Stored records:
§

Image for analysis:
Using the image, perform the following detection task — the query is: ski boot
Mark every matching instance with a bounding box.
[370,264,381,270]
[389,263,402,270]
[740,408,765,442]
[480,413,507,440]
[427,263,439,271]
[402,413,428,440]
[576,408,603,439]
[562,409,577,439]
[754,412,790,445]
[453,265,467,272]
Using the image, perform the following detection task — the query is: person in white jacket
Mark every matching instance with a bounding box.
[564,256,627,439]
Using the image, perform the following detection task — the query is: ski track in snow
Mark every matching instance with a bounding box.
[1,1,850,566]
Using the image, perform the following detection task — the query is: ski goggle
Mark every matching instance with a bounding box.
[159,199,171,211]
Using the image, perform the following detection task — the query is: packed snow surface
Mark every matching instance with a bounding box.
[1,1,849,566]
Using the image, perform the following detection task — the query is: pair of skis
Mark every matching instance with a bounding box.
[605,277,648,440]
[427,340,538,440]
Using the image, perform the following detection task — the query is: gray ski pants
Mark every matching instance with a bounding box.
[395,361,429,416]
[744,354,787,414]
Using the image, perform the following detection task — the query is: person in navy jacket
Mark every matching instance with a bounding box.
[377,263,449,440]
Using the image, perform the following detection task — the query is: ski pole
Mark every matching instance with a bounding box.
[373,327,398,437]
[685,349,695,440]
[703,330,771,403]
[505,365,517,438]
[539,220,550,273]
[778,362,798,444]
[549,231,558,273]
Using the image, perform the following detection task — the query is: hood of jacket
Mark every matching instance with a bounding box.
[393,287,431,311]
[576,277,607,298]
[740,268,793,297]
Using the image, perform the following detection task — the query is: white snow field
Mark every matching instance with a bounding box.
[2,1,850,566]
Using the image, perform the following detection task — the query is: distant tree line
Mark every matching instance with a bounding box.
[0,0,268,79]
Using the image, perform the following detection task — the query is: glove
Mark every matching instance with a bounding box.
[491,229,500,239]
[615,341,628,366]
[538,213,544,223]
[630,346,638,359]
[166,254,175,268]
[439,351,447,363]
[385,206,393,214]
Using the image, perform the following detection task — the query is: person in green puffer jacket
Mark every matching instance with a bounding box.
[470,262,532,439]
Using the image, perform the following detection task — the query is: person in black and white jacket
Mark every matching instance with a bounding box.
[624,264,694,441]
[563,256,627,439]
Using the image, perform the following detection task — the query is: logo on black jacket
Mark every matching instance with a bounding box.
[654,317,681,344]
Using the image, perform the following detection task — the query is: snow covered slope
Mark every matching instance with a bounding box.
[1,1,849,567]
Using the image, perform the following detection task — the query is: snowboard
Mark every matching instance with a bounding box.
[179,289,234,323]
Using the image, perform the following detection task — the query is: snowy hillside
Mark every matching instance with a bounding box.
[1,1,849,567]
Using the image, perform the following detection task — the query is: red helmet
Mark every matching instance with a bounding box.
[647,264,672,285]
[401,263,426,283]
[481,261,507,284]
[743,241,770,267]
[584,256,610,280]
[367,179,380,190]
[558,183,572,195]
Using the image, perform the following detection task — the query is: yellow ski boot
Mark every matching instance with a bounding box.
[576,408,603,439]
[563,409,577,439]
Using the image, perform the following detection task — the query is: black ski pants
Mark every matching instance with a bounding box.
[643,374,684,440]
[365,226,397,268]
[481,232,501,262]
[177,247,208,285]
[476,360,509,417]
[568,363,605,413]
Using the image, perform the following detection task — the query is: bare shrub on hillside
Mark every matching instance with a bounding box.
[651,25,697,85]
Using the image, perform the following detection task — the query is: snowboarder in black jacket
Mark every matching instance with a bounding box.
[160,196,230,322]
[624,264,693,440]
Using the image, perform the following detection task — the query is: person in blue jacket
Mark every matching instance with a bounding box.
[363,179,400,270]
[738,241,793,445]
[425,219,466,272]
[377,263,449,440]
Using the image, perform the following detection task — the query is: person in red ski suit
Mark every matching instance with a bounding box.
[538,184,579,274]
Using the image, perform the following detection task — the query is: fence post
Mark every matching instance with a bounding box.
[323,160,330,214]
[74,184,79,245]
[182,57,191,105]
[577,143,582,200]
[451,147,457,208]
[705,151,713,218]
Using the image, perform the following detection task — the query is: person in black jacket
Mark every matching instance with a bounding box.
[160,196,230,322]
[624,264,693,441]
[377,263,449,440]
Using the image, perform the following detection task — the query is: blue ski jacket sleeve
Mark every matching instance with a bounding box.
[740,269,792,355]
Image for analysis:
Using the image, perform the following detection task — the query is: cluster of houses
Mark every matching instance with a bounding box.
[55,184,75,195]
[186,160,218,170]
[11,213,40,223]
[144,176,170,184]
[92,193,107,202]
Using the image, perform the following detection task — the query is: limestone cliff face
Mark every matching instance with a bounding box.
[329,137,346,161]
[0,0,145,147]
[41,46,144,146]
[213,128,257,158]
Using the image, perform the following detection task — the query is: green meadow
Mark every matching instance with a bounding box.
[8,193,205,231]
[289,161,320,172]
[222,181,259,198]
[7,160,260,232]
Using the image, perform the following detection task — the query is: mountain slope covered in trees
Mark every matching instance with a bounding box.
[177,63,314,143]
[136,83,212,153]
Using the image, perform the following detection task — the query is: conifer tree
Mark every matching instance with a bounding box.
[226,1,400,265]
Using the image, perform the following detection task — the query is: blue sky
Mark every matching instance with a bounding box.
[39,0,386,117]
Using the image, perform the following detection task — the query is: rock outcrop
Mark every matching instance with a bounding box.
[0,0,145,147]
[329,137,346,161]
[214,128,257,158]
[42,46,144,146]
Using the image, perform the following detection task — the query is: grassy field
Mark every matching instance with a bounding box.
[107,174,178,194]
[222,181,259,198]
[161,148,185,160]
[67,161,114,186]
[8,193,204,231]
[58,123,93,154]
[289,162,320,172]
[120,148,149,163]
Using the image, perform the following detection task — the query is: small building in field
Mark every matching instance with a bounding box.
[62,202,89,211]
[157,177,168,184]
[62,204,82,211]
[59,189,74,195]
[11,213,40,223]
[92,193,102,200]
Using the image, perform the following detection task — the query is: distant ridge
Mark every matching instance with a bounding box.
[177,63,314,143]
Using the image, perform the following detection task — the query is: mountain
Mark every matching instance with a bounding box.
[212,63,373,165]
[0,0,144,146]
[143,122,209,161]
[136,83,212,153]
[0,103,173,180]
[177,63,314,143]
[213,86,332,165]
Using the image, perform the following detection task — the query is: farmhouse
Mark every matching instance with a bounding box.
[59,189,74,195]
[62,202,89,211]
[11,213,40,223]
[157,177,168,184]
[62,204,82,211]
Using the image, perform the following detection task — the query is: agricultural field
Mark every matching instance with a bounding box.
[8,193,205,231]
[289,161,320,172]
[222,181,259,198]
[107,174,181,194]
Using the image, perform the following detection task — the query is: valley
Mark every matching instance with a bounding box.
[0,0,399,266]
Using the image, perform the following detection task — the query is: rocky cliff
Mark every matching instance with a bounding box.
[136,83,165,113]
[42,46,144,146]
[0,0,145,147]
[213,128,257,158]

§

§ **What you will do**: Would you copy out exactly the lines above that start at the one containing "distant tree line" and end at the one containing "query is: glove", inclusive?

§ **Response for this exercise**:
Using the image, perform the following detection task — the query is: distant tree line
Mark every matching instance with a bounding box.
[0,0,268,79]
Using the image, perform the following detection task — the query is: glove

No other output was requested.